- INSTRUCTIONS TO FOLLOW -
Go to the line containing "the front door" below; retype it and all following lines exactly, and leave out the pictures.

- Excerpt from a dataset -
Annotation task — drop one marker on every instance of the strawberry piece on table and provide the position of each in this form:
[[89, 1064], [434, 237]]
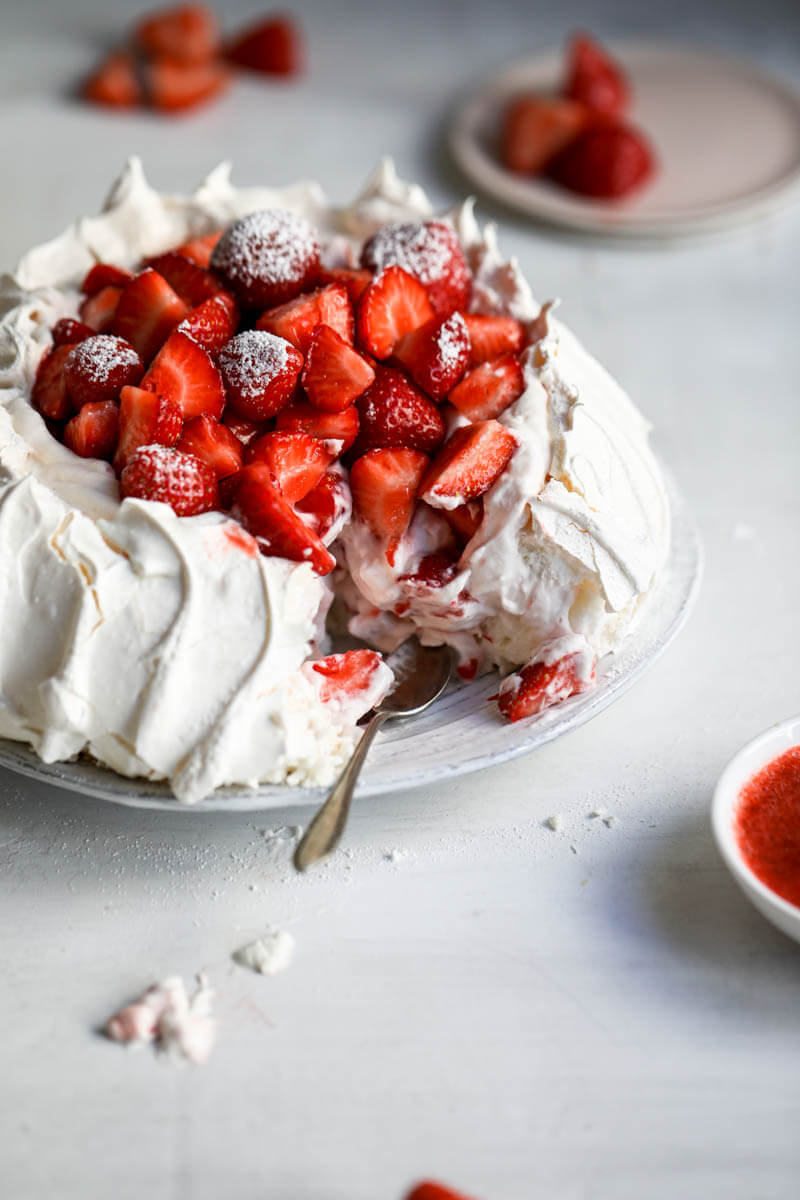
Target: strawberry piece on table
[[94, 431], [492, 336], [395, 304], [435, 354], [271, 47], [184, 373], [536, 129], [431, 252], [335, 373], [594, 79], [148, 312], [607, 161], [488, 389], [468, 465], [340, 429], [296, 461], [98, 367], [394, 412], [269, 517], [212, 444], [260, 372], [164, 474]]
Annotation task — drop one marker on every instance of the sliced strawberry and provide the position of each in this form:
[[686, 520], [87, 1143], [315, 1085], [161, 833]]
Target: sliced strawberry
[[298, 319], [594, 79], [212, 444], [492, 336], [536, 129], [164, 474], [98, 367], [296, 461], [94, 431], [435, 354], [335, 375], [103, 275], [98, 311], [145, 419], [214, 322], [395, 304], [340, 429], [186, 33], [431, 252], [468, 465], [269, 517], [394, 412], [260, 372], [271, 47], [115, 83], [148, 312], [488, 389], [173, 87], [384, 485], [184, 373]]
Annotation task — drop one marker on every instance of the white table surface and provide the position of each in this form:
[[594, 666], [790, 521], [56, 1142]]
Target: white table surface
[[589, 1013]]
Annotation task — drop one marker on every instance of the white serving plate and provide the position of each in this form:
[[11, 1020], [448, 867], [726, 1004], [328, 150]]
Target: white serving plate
[[727, 137]]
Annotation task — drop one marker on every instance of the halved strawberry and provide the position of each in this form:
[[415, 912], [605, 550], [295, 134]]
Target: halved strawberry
[[296, 319], [435, 354], [340, 429], [384, 485], [488, 389], [392, 305], [394, 412], [274, 47], [164, 474], [269, 517], [492, 336], [260, 372], [214, 444], [184, 373], [145, 419], [296, 461], [468, 465], [94, 431], [214, 322], [148, 312], [335, 375]]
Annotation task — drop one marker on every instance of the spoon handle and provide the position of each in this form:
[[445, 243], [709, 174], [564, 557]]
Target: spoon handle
[[324, 832]]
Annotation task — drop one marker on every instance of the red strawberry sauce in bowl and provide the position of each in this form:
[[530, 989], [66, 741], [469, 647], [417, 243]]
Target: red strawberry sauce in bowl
[[756, 820]]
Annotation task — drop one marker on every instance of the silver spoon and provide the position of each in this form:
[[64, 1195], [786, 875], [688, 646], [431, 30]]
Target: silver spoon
[[421, 675]]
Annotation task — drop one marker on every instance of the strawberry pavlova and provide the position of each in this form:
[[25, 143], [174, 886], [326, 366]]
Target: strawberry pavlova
[[220, 411]]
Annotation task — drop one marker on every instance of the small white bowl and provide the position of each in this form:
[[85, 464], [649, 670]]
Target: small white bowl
[[741, 768]]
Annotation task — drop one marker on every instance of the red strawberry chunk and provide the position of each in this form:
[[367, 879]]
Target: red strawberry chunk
[[335, 375], [145, 419], [148, 312], [488, 389], [468, 465], [269, 517], [260, 372], [394, 412], [296, 461], [298, 319], [431, 252], [94, 431], [395, 304], [492, 336], [340, 429], [272, 47], [212, 444], [98, 367], [435, 354], [164, 474]]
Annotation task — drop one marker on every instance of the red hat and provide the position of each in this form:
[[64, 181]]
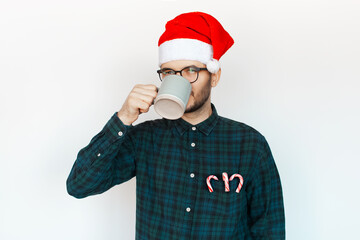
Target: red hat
[[194, 36]]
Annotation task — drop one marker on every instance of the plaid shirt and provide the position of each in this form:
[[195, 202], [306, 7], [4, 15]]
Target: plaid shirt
[[171, 160]]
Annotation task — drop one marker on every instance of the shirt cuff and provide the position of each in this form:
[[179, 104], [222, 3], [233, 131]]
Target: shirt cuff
[[115, 129]]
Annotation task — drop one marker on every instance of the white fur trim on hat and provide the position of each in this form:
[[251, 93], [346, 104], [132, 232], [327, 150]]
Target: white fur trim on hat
[[185, 49]]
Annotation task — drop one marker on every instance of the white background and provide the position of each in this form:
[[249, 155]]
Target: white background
[[67, 66]]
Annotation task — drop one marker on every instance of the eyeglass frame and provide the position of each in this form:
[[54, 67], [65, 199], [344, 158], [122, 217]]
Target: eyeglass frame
[[175, 72]]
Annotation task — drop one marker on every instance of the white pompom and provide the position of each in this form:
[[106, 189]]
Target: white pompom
[[213, 66]]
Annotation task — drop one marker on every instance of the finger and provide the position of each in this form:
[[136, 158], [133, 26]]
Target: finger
[[147, 86], [146, 98], [148, 92]]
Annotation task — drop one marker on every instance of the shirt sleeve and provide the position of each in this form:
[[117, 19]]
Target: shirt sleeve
[[106, 161], [265, 199]]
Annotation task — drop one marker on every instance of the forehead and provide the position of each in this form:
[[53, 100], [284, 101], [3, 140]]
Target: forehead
[[179, 64]]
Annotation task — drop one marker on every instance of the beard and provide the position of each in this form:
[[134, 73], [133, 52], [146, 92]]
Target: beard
[[200, 101]]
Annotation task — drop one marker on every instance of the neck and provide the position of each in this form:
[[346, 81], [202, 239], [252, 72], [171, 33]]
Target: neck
[[199, 115]]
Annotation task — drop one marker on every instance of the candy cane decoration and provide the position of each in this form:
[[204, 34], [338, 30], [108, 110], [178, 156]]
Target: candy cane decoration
[[226, 181], [208, 182], [240, 183]]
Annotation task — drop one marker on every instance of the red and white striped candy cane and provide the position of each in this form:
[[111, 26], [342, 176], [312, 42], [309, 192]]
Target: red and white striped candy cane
[[208, 182], [240, 183], [226, 181]]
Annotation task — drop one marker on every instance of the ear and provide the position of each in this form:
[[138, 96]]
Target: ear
[[215, 77]]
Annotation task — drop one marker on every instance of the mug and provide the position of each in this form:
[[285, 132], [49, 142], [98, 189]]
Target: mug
[[172, 97]]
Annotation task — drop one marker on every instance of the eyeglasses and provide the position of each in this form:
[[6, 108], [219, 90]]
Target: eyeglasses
[[191, 73]]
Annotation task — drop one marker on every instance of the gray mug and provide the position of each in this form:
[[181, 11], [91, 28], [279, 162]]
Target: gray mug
[[172, 97]]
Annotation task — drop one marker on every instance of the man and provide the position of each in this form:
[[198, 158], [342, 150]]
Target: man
[[182, 166]]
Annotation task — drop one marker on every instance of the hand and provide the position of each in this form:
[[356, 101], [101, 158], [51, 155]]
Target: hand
[[139, 101]]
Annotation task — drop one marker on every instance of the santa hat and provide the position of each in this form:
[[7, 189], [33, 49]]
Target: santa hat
[[194, 36]]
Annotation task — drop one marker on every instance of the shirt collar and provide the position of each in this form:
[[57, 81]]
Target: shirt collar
[[205, 126]]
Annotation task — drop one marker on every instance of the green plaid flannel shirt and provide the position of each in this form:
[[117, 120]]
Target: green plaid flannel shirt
[[171, 160]]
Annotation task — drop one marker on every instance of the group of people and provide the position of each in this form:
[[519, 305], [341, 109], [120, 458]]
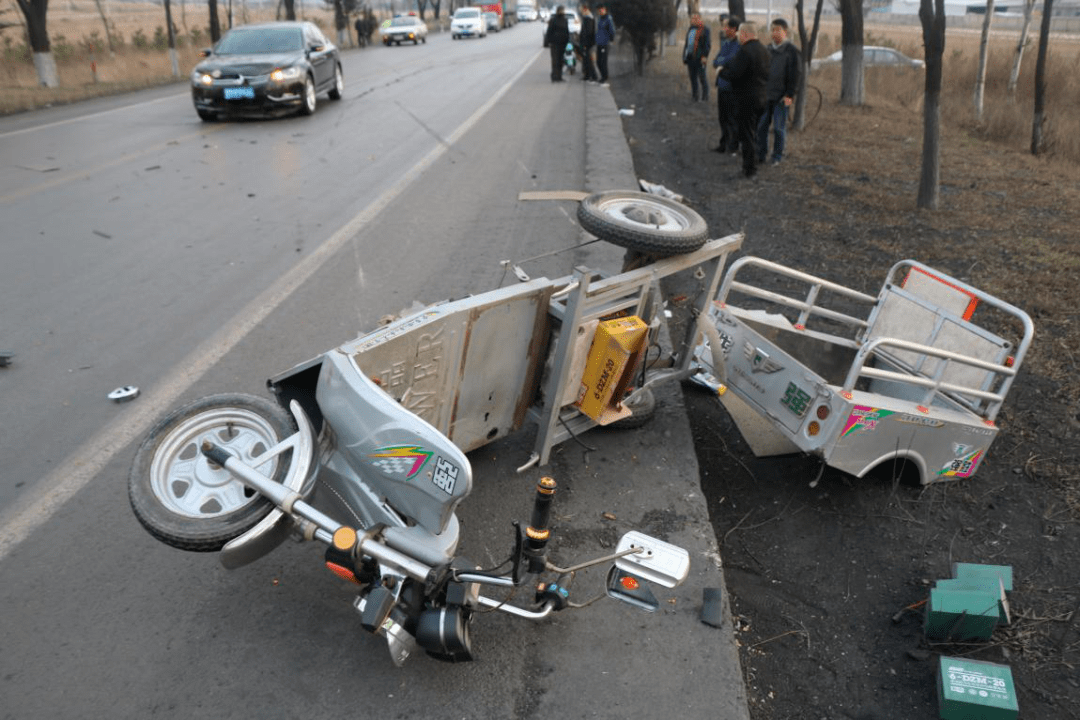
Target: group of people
[[596, 32], [755, 85]]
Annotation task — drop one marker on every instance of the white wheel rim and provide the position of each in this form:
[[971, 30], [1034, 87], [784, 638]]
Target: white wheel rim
[[188, 484], [642, 213]]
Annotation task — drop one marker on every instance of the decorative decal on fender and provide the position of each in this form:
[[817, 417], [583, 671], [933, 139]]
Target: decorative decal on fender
[[446, 475], [401, 459], [964, 463], [863, 418]]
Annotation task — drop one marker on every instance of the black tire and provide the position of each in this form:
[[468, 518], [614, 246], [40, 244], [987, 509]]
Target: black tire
[[643, 221], [644, 406], [185, 501], [338, 84], [310, 100]]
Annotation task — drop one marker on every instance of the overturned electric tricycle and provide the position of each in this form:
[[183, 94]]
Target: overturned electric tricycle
[[364, 446]]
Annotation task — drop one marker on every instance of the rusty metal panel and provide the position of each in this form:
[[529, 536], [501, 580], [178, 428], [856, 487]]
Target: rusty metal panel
[[468, 367]]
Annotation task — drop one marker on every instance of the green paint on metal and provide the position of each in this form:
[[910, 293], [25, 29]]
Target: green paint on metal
[[975, 690]]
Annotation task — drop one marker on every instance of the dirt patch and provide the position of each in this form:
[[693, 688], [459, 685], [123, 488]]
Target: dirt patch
[[820, 576]]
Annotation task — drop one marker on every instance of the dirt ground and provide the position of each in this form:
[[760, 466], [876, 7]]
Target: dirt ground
[[820, 576]]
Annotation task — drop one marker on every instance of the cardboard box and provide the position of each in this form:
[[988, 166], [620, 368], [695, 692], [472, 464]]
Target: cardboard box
[[613, 355], [975, 690]]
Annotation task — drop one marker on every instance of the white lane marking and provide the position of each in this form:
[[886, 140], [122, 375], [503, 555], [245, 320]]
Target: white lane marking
[[82, 465], [68, 121]]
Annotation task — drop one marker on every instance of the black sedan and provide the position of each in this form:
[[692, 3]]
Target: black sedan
[[270, 67]]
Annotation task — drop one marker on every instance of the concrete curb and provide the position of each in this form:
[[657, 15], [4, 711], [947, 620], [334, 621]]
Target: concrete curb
[[662, 462]]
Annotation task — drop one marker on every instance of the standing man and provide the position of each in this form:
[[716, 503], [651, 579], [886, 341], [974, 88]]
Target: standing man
[[748, 72], [588, 39], [605, 36], [696, 52], [725, 95], [555, 39], [783, 83]]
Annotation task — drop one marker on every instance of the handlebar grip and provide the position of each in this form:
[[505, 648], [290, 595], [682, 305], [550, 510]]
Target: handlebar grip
[[538, 532]]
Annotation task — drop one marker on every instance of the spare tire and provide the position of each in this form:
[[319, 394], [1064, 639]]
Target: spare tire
[[642, 221]]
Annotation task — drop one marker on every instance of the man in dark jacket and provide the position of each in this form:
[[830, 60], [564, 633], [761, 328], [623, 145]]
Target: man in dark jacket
[[783, 84], [726, 96], [555, 39], [588, 39], [696, 52], [748, 72]]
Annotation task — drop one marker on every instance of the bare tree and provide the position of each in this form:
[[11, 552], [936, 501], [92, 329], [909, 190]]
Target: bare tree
[[37, 32], [983, 50], [932, 16], [1040, 79], [1021, 44], [852, 83], [808, 43]]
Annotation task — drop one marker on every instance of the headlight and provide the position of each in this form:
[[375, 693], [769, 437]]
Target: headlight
[[282, 75]]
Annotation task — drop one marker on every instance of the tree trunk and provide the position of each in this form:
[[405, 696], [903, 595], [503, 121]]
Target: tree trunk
[[983, 50], [932, 17], [171, 34], [37, 34], [1021, 44], [852, 85], [809, 44], [1040, 79], [215, 26]]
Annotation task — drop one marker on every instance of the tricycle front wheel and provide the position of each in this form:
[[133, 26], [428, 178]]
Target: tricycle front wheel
[[185, 500]]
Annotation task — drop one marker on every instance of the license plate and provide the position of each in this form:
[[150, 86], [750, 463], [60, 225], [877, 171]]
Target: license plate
[[240, 93]]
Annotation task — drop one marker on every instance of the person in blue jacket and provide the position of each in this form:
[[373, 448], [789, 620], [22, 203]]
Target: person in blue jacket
[[605, 36], [725, 94], [696, 52]]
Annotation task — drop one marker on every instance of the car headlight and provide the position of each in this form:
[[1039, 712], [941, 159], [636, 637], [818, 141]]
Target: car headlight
[[282, 75]]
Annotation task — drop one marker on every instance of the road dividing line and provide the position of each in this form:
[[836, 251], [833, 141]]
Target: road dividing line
[[89, 460]]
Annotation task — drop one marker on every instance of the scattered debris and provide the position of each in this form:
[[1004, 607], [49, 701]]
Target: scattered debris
[[123, 394]]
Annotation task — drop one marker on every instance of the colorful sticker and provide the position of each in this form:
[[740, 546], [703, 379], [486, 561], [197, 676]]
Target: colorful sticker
[[863, 418], [446, 475], [401, 460], [963, 465]]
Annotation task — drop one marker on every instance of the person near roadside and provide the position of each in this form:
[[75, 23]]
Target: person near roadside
[[783, 84], [605, 36], [748, 73], [696, 51], [555, 39], [725, 95], [588, 40]]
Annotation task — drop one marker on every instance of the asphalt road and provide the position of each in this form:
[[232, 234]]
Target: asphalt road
[[144, 247]]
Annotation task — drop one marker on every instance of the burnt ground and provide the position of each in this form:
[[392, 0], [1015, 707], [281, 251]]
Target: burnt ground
[[819, 576]]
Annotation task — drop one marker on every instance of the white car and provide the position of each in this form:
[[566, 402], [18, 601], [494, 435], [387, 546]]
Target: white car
[[405, 28], [872, 56], [468, 23]]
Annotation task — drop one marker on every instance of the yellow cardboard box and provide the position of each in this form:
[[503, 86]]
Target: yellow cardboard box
[[612, 357]]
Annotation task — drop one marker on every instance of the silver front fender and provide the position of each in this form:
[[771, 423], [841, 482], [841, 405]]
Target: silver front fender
[[274, 528]]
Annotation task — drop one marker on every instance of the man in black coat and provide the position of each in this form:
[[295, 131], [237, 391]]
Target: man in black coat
[[783, 84], [555, 38], [748, 75]]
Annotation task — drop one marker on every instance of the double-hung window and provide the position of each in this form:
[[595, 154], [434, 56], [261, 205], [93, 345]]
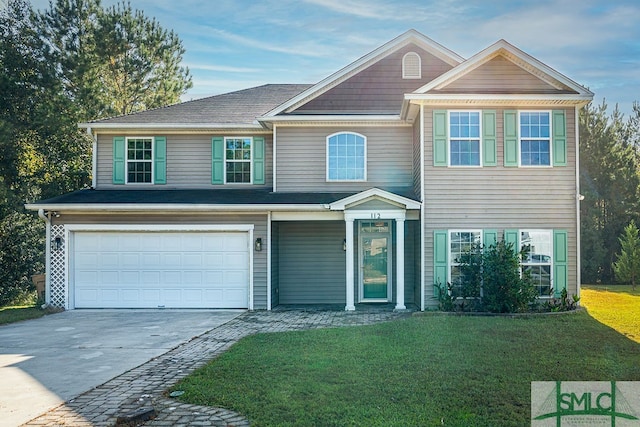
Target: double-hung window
[[238, 156], [464, 138], [535, 138], [346, 157], [538, 245], [460, 243], [139, 160]]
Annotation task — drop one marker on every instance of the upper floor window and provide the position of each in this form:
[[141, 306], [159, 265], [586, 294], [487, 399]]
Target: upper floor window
[[464, 138], [139, 160], [346, 157], [411, 66], [535, 138], [238, 160]]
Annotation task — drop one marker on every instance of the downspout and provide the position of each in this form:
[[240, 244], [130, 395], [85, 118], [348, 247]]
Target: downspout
[[578, 199], [275, 144], [422, 225], [94, 157], [47, 251], [269, 260]]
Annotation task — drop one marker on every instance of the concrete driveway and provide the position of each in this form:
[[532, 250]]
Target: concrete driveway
[[47, 361]]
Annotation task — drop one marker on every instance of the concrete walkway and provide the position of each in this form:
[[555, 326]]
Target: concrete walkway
[[143, 387]]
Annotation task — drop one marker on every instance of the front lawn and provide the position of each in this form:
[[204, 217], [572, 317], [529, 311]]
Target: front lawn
[[15, 314], [617, 306], [427, 370]]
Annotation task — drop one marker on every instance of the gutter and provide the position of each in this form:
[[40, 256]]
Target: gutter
[[164, 207]]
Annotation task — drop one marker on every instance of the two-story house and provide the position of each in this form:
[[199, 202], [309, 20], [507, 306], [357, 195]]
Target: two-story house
[[363, 188]]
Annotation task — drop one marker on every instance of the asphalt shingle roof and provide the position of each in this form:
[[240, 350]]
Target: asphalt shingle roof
[[240, 107]]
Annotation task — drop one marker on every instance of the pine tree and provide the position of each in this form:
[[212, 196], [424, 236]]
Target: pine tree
[[627, 268]]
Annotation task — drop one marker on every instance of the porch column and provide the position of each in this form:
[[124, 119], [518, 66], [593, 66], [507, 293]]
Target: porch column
[[400, 264], [350, 268]]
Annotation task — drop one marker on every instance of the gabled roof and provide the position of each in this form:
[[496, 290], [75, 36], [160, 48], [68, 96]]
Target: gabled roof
[[411, 36], [233, 109], [374, 194], [563, 88]]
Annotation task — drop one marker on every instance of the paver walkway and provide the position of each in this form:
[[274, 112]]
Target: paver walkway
[[144, 386]]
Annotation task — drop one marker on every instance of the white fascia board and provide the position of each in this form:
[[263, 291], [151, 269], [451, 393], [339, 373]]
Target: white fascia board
[[411, 36], [331, 117], [500, 99], [158, 126], [165, 208]]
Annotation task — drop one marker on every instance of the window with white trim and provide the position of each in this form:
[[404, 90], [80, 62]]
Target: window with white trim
[[535, 138], [460, 243], [464, 138], [139, 160], [238, 156], [538, 245], [346, 157], [411, 66]]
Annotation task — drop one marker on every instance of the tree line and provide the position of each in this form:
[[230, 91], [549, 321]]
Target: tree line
[[72, 62]]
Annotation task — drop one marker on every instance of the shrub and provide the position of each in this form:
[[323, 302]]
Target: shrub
[[505, 289], [21, 256]]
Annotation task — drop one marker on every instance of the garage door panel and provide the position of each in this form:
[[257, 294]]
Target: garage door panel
[[166, 269]]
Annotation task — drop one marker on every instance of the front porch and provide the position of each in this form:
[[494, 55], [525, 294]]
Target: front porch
[[364, 250]]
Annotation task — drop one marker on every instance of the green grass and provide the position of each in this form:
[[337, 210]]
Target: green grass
[[427, 370], [18, 313], [617, 306]]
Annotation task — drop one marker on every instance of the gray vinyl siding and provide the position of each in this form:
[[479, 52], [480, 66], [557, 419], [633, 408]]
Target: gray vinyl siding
[[416, 158], [502, 75], [312, 263], [260, 230], [380, 87], [301, 159], [188, 162], [411, 281], [500, 198]]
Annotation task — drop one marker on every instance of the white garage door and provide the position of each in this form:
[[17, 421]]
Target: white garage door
[[160, 269]]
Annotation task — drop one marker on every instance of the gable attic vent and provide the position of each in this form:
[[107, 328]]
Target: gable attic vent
[[411, 66]]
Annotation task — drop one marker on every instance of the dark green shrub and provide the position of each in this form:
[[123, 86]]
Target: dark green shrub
[[21, 256], [504, 289]]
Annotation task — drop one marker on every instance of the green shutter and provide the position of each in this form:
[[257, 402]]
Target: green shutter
[[258, 160], [160, 160], [560, 261], [119, 159], [511, 151], [489, 237], [217, 160], [559, 138], [489, 153], [440, 133], [513, 237], [440, 262]]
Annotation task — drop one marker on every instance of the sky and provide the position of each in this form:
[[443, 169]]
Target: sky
[[237, 44]]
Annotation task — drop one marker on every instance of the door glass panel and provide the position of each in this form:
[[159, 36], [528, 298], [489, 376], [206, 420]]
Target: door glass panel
[[374, 262]]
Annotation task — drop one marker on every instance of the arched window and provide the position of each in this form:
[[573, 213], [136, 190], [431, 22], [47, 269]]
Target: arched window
[[411, 66], [346, 157]]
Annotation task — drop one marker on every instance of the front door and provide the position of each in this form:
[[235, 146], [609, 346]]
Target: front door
[[375, 261]]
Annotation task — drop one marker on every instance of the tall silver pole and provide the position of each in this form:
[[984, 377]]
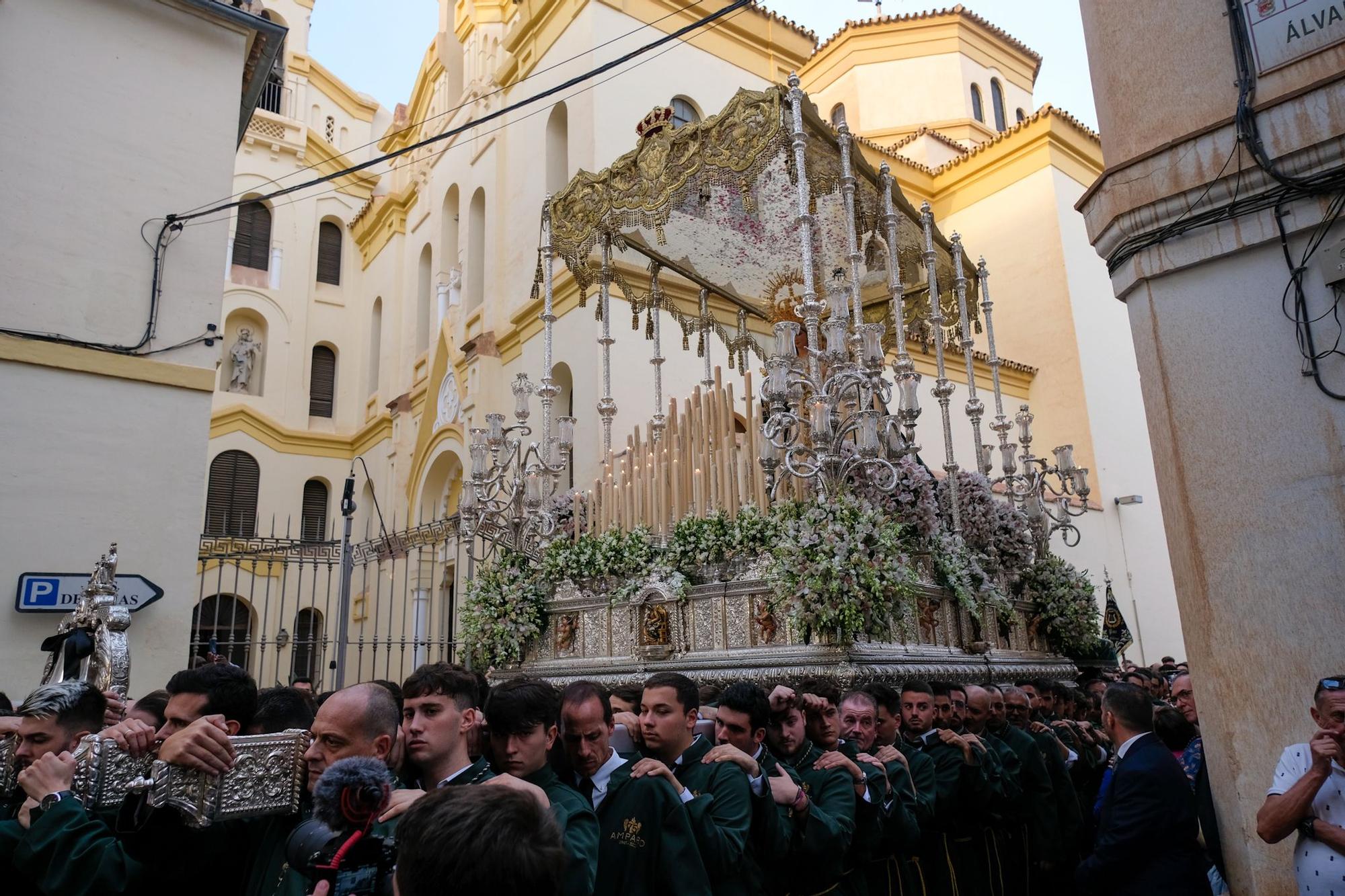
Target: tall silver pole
[[348, 572], [810, 306], [942, 388], [606, 405], [974, 405]]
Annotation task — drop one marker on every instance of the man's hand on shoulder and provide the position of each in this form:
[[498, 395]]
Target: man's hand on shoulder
[[731, 754], [654, 768], [521, 786], [202, 745], [49, 775], [132, 736], [399, 802]]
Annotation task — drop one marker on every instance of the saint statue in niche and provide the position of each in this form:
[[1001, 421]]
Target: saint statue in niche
[[243, 357]]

- IN RESPONSE -
Annotation task — drop one marker on every instance of the front door and provide the position of each in this form:
[[235, 146], [609, 346]]
Target: front door
[[375, 261]]
Annotation task — drop one marker on every instance of the tall silver pole and provide the position of each in this form:
[[984, 377]]
Target: tall silver pole
[[348, 572], [810, 306], [942, 388], [606, 405], [974, 405]]
Annotation task — drop one marker on every instance of the man's hand on shoulder and provide the position of each in this form:
[[498, 395]]
Target: man's hand on shoulder
[[731, 754], [654, 768], [521, 786], [202, 745], [49, 775], [132, 736], [399, 802]]
Annotation task — drop one marker on every instance of the saint statue in niche and provide the position of each in this form:
[[1001, 421]]
Target: saint statue in niche
[[243, 357]]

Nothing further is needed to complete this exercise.